---------- INPUT MATERIAL

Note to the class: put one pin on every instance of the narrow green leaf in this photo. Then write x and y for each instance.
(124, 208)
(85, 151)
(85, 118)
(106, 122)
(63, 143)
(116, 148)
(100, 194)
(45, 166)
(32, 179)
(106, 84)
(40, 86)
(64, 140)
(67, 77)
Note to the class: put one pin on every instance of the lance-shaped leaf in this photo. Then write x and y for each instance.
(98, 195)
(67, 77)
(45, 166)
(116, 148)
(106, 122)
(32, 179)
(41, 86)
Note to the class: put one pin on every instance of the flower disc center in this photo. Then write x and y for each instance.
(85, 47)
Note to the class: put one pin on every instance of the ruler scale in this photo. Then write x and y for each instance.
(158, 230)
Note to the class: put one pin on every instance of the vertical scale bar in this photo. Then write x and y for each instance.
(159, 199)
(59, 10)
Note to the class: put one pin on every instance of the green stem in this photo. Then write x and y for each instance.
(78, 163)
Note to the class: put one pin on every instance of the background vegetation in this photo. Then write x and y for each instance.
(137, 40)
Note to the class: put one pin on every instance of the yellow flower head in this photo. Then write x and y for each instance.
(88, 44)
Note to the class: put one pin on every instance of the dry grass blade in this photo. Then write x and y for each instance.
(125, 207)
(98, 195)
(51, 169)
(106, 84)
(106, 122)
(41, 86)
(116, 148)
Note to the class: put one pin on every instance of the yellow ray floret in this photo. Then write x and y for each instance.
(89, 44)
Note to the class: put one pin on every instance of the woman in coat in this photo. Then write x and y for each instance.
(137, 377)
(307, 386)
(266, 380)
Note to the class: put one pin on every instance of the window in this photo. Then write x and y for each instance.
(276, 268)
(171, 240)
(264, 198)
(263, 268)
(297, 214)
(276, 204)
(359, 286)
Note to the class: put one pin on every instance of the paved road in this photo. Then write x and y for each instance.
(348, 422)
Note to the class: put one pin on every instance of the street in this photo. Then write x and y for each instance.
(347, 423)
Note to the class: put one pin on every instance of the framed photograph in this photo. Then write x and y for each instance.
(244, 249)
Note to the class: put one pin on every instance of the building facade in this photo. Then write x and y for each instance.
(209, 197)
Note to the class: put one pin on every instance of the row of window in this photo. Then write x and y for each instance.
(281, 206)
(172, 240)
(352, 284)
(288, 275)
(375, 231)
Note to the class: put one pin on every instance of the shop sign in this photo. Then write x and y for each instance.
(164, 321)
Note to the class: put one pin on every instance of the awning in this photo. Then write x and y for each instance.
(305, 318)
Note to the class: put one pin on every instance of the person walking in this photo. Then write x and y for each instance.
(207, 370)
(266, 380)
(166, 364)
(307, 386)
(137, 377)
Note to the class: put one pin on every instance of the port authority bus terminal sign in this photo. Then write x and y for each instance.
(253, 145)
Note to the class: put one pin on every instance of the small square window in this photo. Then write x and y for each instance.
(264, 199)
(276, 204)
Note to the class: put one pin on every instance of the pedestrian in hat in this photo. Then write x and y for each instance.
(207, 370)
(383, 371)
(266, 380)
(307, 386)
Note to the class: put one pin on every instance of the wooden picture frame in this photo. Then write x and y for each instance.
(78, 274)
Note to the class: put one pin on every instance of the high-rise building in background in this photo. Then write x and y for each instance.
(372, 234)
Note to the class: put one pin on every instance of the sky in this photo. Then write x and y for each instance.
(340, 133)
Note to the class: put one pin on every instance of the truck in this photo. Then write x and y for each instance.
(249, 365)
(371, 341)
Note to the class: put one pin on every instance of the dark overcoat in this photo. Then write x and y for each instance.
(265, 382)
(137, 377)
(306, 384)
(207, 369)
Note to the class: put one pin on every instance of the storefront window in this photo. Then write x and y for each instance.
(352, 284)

--------------------

*TASK REQUIREMENTS*
Write the entries out again, exactly and completely.

*ANSWER SECTION*
Note to the class: put one pin on every instance of the narrow green leaf in this photo. Then write x and y for each instance.
(124, 208)
(85, 151)
(85, 118)
(106, 122)
(63, 143)
(116, 148)
(100, 194)
(45, 166)
(32, 179)
(106, 84)
(40, 86)
(64, 140)
(67, 77)
Note to the class: put one pin on every instance of the lance-shaped leaf in this photo. Then write x and y for each instance.
(98, 195)
(67, 77)
(45, 166)
(116, 148)
(106, 122)
(32, 179)
(41, 86)
Note to the class: put one pin on every instance of the flower disc center in this photo. Then write x and y for each instance.
(85, 47)
Note to the class: put one pin on every instance of the ruler scale in this photo. Then write x and y for each instance.
(158, 230)
Note to the class: put one pin on every instance of the vertical scale bar in this photo. Then write x and y for each instance.
(159, 199)
(59, 10)
Note to the class: put one pin on every instance of the green stem in this photo. Then write x and y for each instance.
(78, 163)
Note to the class: put one pin on every instance of the background vegetation in this photo. Then write x and y for each instance.
(137, 40)
Note to the class: put one pin on every instance of the yellow flower head in this photo. Then write x and y for each instance.
(88, 44)
Note to the class: put one pin on every instance of the dry grass blade in this photo. Then write x and y for each instance.
(125, 207)
(98, 195)
(51, 169)
(106, 84)
(106, 122)
(41, 86)
(116, 148)
Note to the class: put one pin on every instance of the yellow ray floret in this photo. Then write x and y for each instance.
(89, 44)
Note to the class: put one pin on every instance of the woman in coat in this photo. Then write x and y for each instance.
(137, 377)
(307, 386)
(266, 380)
Note to the class: put one pin on every instance of the window in this photo. Then write x and y for each instance.
(276, 268)
(171, 240)
(264, 198)
(263, 268)
(297, 214)
(276, 204)
(359, 286)
Note to the class: put one pin on every instance of the paved road in this photo. Then write x and y for each instance.
(348, 422)
Note to the class: put one pin on every instance of the street in this photo. Then write x and y for each instance.
(347, 423)
Note to the class: put one pin on every instance of the framed photograph in this photo. Then write x and y for each instance.
(244, 249)
Note to the class: put one pin on every instance of the building facade in this photo. Then write x and y for each instance.
(209, 197)
Note to the class: put one pin on every instance of the row of window in this photo. Then write x and y for each instance.
(281, 206)
(172, 240)
(352, 284)
(288, 275)
(375, 231)
Note to the class: put one pin on every instance of the shop sign in this photo. Then write x and y for each instance.
(164, 321)
Note to the class: put one pin on every instance of the awning in this photo. Then write x and y for each instance.
(305, 318)
Note to the class: put one pin on every instance of the person walking in this photo. Then write x and y for each instance.
(207, 370)
(266, 380)
(166, 364)
(307, 386)
(137, 377)
Note to the class: put one pin on every instance of the port authority bus terminal sign in this photo. Then write x and y for each instance.
(253, 145)
Note to the class: put one pin on every instance of the small square window in this photo. Then write x and y for each instance.
(264, 199)
(276, 204)
Note to the class: put one pin on every instance of the pedestrian in hat in this photo. Then write x and y for each instance.
(207, 370)
(383, 371)
(266, 380)
(307, 386)
Note to the class: put one pin on every instance of the wooden picture frame in this photo. Then write x and y for each instance.
(78, 274)
Note to the class: put one pin on every instance of the high-rise building in background in this photo. Then write x and y for each instance.
(372, 234)
Note to the class: put one pin on every instance of the sky in this photo. Then write x and y for each instance.
(340, 133)
Note to the class: put one pin on every instance of the truck in this photo. Then write x and y for each instance.
(249, 365)
(371, 341)
Note to the class: put one pin on every instance of the dark overcoat in this photo. Then write x and y for each instance.
(265, 382)
(137, 377)
(306, 384)
(207, 369)
Note to the class: put one pin on every instance of the storefront window in this photo. Then write x and y for each instance.
(352, 284)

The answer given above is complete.